● **TASK ITEM**
The data should be transcribed in its entirety, word for word.

● **Recorded data**
_ _ _ _ _
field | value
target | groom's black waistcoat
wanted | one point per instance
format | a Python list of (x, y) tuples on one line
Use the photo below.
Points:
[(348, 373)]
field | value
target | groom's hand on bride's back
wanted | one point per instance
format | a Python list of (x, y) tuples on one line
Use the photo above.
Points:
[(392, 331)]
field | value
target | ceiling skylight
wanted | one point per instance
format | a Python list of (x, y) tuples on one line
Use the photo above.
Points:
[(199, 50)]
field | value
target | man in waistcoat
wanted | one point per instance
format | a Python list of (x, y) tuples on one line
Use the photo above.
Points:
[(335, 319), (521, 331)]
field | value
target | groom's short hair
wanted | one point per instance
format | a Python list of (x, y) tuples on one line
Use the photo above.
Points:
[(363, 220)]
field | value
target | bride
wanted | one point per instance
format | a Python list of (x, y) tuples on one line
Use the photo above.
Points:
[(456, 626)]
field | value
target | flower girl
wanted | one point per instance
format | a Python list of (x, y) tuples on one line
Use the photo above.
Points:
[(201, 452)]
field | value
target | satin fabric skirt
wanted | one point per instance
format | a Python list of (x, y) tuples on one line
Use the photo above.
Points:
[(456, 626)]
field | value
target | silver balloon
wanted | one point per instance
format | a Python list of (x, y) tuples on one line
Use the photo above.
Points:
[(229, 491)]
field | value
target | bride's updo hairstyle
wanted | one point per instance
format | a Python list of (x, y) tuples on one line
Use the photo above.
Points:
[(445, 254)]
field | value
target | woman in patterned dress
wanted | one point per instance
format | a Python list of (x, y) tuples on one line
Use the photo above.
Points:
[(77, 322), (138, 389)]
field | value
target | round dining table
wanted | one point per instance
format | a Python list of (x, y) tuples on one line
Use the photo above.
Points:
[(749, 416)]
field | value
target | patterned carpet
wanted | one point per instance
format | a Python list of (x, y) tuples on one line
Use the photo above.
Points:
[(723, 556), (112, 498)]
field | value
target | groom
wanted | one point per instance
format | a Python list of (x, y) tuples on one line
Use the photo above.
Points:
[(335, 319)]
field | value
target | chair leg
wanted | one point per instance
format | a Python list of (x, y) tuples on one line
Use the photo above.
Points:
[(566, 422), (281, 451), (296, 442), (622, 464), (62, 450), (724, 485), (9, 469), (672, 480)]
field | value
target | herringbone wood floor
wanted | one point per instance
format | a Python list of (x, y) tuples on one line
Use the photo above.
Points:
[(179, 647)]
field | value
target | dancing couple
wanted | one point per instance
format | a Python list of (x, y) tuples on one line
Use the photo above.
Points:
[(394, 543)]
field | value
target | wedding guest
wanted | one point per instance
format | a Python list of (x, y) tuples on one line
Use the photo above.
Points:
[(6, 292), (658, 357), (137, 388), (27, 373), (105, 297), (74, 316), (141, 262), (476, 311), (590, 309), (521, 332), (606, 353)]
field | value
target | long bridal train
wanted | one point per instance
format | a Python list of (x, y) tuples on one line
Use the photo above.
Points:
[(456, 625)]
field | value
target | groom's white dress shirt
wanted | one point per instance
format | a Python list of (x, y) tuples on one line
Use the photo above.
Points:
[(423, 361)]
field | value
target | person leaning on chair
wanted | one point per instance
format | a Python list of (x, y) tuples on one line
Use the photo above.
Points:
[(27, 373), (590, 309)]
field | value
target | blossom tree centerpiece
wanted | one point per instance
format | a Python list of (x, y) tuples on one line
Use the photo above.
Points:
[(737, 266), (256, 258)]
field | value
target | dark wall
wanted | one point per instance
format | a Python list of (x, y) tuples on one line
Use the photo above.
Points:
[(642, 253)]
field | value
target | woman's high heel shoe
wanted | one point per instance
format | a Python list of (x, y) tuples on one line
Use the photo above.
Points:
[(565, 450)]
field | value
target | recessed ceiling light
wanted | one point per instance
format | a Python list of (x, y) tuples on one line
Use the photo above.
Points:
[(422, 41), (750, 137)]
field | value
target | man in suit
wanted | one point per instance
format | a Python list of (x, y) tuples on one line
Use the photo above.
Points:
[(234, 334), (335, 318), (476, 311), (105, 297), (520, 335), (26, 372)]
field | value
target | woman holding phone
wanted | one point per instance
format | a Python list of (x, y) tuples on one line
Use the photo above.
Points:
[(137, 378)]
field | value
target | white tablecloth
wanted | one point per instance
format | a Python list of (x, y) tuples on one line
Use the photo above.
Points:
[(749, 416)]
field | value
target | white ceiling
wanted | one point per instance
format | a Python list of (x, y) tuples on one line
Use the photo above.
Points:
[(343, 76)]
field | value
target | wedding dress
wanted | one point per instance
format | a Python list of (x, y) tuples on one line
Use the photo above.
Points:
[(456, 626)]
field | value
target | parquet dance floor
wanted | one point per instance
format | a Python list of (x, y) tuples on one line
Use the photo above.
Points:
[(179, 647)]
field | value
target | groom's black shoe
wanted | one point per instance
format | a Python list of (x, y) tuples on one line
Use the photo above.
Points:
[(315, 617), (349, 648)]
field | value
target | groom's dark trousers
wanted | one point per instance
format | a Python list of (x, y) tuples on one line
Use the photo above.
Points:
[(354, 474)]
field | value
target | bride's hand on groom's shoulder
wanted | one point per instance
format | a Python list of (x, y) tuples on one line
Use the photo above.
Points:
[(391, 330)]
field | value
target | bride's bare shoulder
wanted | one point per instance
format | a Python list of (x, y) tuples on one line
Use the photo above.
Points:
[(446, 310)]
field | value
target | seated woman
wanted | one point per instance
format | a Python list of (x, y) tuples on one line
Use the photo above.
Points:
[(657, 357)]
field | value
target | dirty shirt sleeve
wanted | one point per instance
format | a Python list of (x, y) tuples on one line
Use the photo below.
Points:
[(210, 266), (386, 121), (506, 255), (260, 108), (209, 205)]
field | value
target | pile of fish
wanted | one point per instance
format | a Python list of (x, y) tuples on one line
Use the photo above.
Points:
_ _ _ _ _
● **SOLUTION TO THE EXERCISE**
field | value
target | groom's black waistcoat
wanted | one point per instance
format | a Python list of (x, y) tuples on one line
Use the photo below.
Points:
[(348, 373)]
field | value
target | groom's hand on bride's back
wanted | one point per instance
format | a Python list of (x, y) tuples on one line
Use the photo above.
Points:
[(392, 331)]
field | value
target | ceiling skylight
wanted | one point per instance
format | a Python list of (x, y) tuples on one line
Use the photo above.
Points:
[(199, 50)]
field | value
target | man in waistcoat
wanted | one point per instance
format | a Python list of (x, y) tuples on one line
Use the photo above.
Points:
[(335, 319), (521, 331)]
field | value
target | groom's short hair
wanted | one point per instance
format | a Python list of (x, y) tuples on one line
Use the photo above.
Points:
[(363, 220)]
field | value
target | bride
wanted | one point per instance
format | a Python list of (x, y) tuples on one line
Use the photo above.
Points:
[(456, 626)]
field | value
target | flower girl
wanted | one point per instance
format | a Python list of (x, y) tuples on one line
Use the photo above.
Points:
[(201, 452)]
field | value
target | satin fabric skirt
wanted | one point per instance
format | a Python list of (x, y) tuples on one line
Use the photo above.
Points:
[(456, 626)]
field | value
target | silver balloon
wanted | one point per instance
format | a Python list of (x, y) tuples on one line
Use the photo above.
Points:
[(229, 491)]
field | value
target | bride's updo hairstyle
wanted | one point per instance
format | a Python list of (x, y) tuples on one line
Use the photo above.
Points:
[(445, 254)]
field | value
target | woman in patterned dress
wanted | one point per instance
format | a Python list of (x, y) tuples on one line
Use the photo above.
Points:
[(77, 322), (138, 389)]
field | value
target | round dining table
wanted | one point per instance
format | a Python list of (x, y) tuples on one line
Use the photo above.
Points:
[(749, 416)]
field | value
target | patterned carpet
wanted | one point per instance
format | a Python list of (x, y) tuples on one line
Use the photo above.
Points:
[(723, 556), (112, 498)]
field | value
target | groom
wanted | one point per instance
format | a Python list of (x, y) tuples on one line
Use the photo above.
Points:
[(335, 319)]
field | value
target | chair leg
wanted | one point per instance
format | a Python list of (x, y) tuples on one line
Use the photo above.
Points:
[(566, 422), (281, 451), (296, 442), (622, 464), (62, 450), (724, 485), (9, 469), (672, 480)]
field | value
target | herringbone wood floor
wanted | one point per instance
format | a Python list of (x, y) tuples on one line
Use the photo above.
Points:
[(179, 647)]
field | value
target | dancing couple
wanted | one point per instance
format | a Python list of (x, y) tuples on one line
Use the photo above.
Points:
[(394, 543)]
field | value
target | wedding guest
wanted | one point per instance
format | a Python list of (x, y) tuples on one line
Use the photo above.
Points:
[(6, 292), (658, 357), (137, 388), (27, 373), (105, 297), (74, 316), (141, 262), (476, 311), (590, 309), (521, 332), (606, 353)]
field | value
target | long bridal train
wanted | one point per instance
format | a Python list of (x, y) tuples on one line
Use the photo above.
Points:
[(456, 625)]
field | value
target | groom's white dress shirt
wanted | one point per instance
format | a Python list of (x, y) tuples on one line
Use the photo above.
Points:
[(423, 361)]
field | value
target | person leaning on chair
wanted | one point per instance
format | a Python list of (x, y) tuples on one line
Use the photo above.
Points:
[(27, 373), (590, 309)]
field | value
target | blossom tree centerpiece
wanted | one point per instance
format | a Python list of (x, y) tuples on one line
Use the photo above.
Points:
[(737, 266), (256, 258)]
field | value
target | dark wall
wanted | one point per instance
format | a Python list of (x, y) tuples on one line
Use the photo above.
Points:
[(642, 253)]
field | value
target | woman's high heel shoe
wanted | one point per instance
format | a Python list of (x, y) tuples on one line
Use the photo above.
Points:
[(565, 450)]
field | value
target | recessed ceiling light
wanted | one point per instance
format | a Python list of (x, y) tuples on one line
Use the photo above.
Points:
[(422, 41), (750, 137)]
field | value
target | man in suit
wanted | one point per instance
format | a Python list of (x, y) tuples on one line
Use the photo above.
Points:
[(234, 334), (335, 318), (476, 311), (105, 297), (520, 335), (26, 372)]
field | value
target | woman holding phone
wanted | one point per instance
format | a Python list of (x, y) tuples on one line
Use the photo above.
Points:
[(137, 378)]
field | value
target | white tablecloth
wanted | one point per instance
format | a Python list of (x, y) tuples on one line
Use the photo above.
Points:
[(749, 416)]
field | value
target | white ceiling
wanted | one point per instance
format | a Python list of (x, y) tuples on one line
Use the photo above.
Points:
[(343, 76)]
field | value
target | wedding dress
wanted | one point per instance
format | a Python list of (x, y) tuples on one line
Use the photo above.
Points:
[(456, 626)]
field | value
target | parquet dance floor
wanted | one point per instance
format | a Python list of (x, y) tuples on one line
Use the photo above.
Points:
[(179, 647)]
field | value
target | groom's black shoe
wanted | one point per instance
format | a Python list of (x, y) tuples on one line
Use the photo above.
Points:
[(315, 617), (349, 648)]
field | value
target | groom's dark trousers
wanted | one point per instance
format | a Python list of (x, y) tuples on one line
Use the photo above.
Points:
[(354, 474)]
field | value
target | bride's hand on groom's shoulder
wanted | one point per instance
format | a Python list of (x, y) tuples on one line
Use the photo above.
Points:
[(391, 330)]
field | value
target | bride's bare shoulder
wanted | one point per instance
format | a Python list of (x, y) tuples on one line
Use the photo above.
Points:
[(446, 310)]
field | value
target | seated woman
wanted | one point per instance
format | a Python list of (x, y) tuples on one line
Use the photo above.
Points:
[(657, 357)]
field | value
target | dirty shirt sleeve
wanted | one point per instance
format | a Python list of (x, y) tuples on one line
Use the photo below.
Points:
[(210, 266), (386, 121), (506, 255), (260, 108), (209, 205)]
field | value
target | pile of fish
wanted | one point per instance
format | a Python list of (x, y) tuples on one line
Use the photo above.
Points:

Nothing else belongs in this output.